● **SHORT TASK**:
Reproduce the data below verbatim, leaving out the pictures.

● **ENTRIES SUPPLIED**:
____
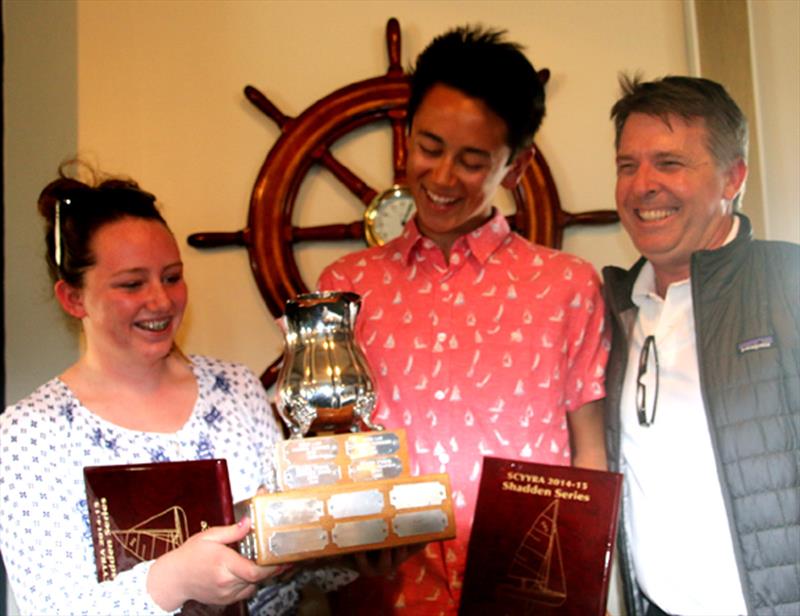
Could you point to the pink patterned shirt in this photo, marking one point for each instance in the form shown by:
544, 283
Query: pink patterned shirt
481, 356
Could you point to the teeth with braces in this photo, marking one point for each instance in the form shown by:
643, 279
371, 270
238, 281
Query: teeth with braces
154, 326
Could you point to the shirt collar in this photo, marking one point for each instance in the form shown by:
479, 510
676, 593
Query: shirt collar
482, 242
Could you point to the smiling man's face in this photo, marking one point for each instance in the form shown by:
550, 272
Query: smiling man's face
458, 157
673, 197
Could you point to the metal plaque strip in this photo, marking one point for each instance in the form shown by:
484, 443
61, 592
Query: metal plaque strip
419, 523
309, 475
363, 532
352, 504
306, 451
427, 494
373, 469
297, 541
293, 511
370, 444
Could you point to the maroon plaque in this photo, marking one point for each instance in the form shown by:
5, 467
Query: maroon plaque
138, 512
542, 540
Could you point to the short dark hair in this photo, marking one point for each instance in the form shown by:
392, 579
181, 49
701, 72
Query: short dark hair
____
● **COMPLETE OUTPUT**:
Could you point to the pink patterned shirt in this photo, marking one point for each instance in the form shown by:
544, 283
Query: pink patterned shirt
481, 356
Could you point to the teeth with braces in this photo, marking one point for each instance in the form shown by:
643, 279
371, 270
238, 281
Query: teeth with braces
154, 326
Could you point to the shirt collar in this photo, marking one point for each instance in the form shown by:
479, 510
676, 593
Query: shirt collar
482, 242
Could you point to the smiling man's face in this photo, marking one point for each instance in the form shown by:
550, 272
Query: smiling man's face
458, 157
673, 197
Could you point to the metal plaque strip in this photo, marking one point for each instance in the form shown by:
484, 443
61, 592
Query: metal plaque strip
419, 523
309, 475
363, 532
352, 504
306, 451
427, 494
373, 469
297, 541
293, 511
370, 444
Could you point to the maroon plaque in this photo, marking one point for each instance in the form shown by:
5, 467
Query: maroon plaque
138, 512
542, 540
Could you point to the short dark hair in this photo, marking one point for each instance in the form shown by:
392, 579
181, 49
701, 72
Query: short dark hair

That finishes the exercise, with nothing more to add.